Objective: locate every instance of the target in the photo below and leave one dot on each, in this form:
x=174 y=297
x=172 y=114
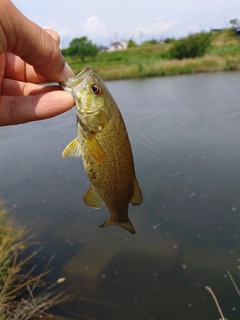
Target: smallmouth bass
x=103 y=142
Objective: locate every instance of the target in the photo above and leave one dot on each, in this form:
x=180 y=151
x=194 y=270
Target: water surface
x=185 y=135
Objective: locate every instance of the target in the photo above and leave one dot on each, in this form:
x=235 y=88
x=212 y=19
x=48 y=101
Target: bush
x=193 y=46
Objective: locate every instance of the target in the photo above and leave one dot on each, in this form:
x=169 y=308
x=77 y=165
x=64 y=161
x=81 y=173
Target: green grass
x=17 y=285
x=154 y=60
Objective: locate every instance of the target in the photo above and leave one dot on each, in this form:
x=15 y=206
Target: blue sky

____

— TASK DIRECTIONS —
Can you copy every line above word for word, leaving out the picture?

— EXERCISE RESULT —
Objective: locate every instance of the target in the photo below and leave one dot on each, in this form:
x=174 y=297
x=172 y=114
Target: smallmouth bass
x=103 y=142
Objective: locate every instance of the target in the photo above and leave one dot on each, in this form:
x=180 y=151
x=194 y=270
Target: water surface
x=185 y=135
Objective: locate every instance of the target in the photo above and leave one dot on each, in this form:
x=235 y=88
x=212 y=19
x=48 y=101
Target: bush
x=193 y=46
Objective: locate every instance of the target in the photo above and leave one dot on each, in this form:
x=169 y=308
x=77 y=165
x=64 y=161
x=81 y=173
Target: green grass
x=17 y=285
x=154 y=60
Objective: locate every instance of the target in the photo above and leave one dot on each, in this form:
x=15 y=206
Target: blue sky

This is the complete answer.